Point labeling dataset excerpts:

+--

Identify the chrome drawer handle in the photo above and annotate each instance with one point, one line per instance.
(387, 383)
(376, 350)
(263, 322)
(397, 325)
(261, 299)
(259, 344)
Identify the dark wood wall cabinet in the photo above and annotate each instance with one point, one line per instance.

+--

## DO THIS
Reproduce each of the records above word for word, keeping every line unchanged.

## ANSWER
Identify the chrome drawer handle in the photo above and annotate each instance with one point, one line per instance.
(387, 383)
(376, 350)
(263, 322)
(397, 325)
(261, 299)
(259, 344)
Identify the dark wood wall cabinet in the photo above and annotate each instance with one point, one line per instance.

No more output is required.